_Exercise goal_. Each record is to be given again precisely as written.

_Recorded information_.
+ + + + + + +

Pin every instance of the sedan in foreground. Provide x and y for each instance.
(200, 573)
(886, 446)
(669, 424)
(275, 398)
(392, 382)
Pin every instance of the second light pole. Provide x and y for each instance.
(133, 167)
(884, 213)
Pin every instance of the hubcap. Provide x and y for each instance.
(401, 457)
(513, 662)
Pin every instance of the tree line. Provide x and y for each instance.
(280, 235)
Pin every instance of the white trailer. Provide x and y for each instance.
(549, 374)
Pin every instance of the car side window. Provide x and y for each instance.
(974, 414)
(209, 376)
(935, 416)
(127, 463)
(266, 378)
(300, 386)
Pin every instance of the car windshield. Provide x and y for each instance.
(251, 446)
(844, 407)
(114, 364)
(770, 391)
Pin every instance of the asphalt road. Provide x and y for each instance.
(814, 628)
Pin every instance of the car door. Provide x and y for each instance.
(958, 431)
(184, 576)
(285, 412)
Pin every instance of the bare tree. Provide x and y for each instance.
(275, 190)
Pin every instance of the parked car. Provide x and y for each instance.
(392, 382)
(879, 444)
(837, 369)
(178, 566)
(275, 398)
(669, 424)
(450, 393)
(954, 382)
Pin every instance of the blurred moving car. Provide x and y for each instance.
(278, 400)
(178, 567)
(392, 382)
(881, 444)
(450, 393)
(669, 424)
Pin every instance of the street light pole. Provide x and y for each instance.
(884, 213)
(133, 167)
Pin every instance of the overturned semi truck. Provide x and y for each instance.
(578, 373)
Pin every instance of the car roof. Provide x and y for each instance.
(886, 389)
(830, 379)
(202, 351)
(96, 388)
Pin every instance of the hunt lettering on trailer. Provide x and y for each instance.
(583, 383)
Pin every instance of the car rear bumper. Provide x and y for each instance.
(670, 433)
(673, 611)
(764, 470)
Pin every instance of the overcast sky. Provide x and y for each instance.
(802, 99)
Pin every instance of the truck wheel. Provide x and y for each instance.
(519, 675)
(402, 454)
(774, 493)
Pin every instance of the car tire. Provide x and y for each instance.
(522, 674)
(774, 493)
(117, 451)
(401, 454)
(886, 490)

+ + + + + + +

_Exercise output_.
Pin every instance of the sedan in foreground. Provide x and y for each instance.
(200, 573)
(886, 446)
(669, 424)
(275, 398)
(392, 382)
Pin every instance of the second light pole. Provide x and y for each instance.
(133, 167)
(884, 213)
Pin every instance of the hubcap. Provide x and y for each instance.
(401, 457)
(513, 662)
Pin every instance of the tree line. Provide x and y for each instance.
(280, 235)
Pin every instance of the white trailer. Provide x and y for each instance.
(549, 374)
Pin every instance of the car side window. Provide x and y for each instance.
(974, 414)
(209, 376)
(935, 416)
(127, 463)
(266, 378)
(300, 386)
Pin every instance of the car windshield. Provide x and y for each instance.
(251, 446)
(844, 407)
(114, 364)
(770, 391)
Pin every instance of the asphalt road. Provide x and y for each instance.
(814, 628)
Pin every instance of the car door. Provide x and y for each instance.
(958, 431)
(184, 576)
(285, 412)
Pin every instance of the bare tree. Provide x and y for each instance.
(275, 190)
Pin every instance of the parked car. Provide x and y for each instance.
(392, 382)
(879, 444)
(837, 369)
(178, 566)
(275, 398)
(669, 424)
(450, 393)
(954, 382)
Pin every instance of the blurred moving car. Provide x and y for each instance.
(278, 400)
(178, 567)
(392, 382)
(881, 444)
(450, 393)
(669, 424)
Pin every instance of the street light pole. Provide x and y for each instance.
(884, 213)
(133, 167)
Pin every instance of the overturned semi truck. Provide x and y for each instance.
(578, 373)
Pin every instance of the car roof. Provide x and y for each instance.
(886, 389)
(830, 379)
(202, 351)
(96, 388)
Pin every instance of the hunt lettering on trailer. Provide x and y for each instance.
(583, 383)
Pin every instance of the car rear bumper. Provide x and y for each instance.
(670, 433)
(673, 611)
(764, 470)
Pin every instance of the overcast sky. Provide x and y for each instance.
(802, 99)
Pin every instance of the truck wheel. Provide x and y for each instance.
(519, 675)
(402, 454)
(774, 493)
Pin every instance of the car tire. Provide x and y for each instance.
(522, 674)
(774, 493)
(117, 451)
(401, 454)
(886, 490)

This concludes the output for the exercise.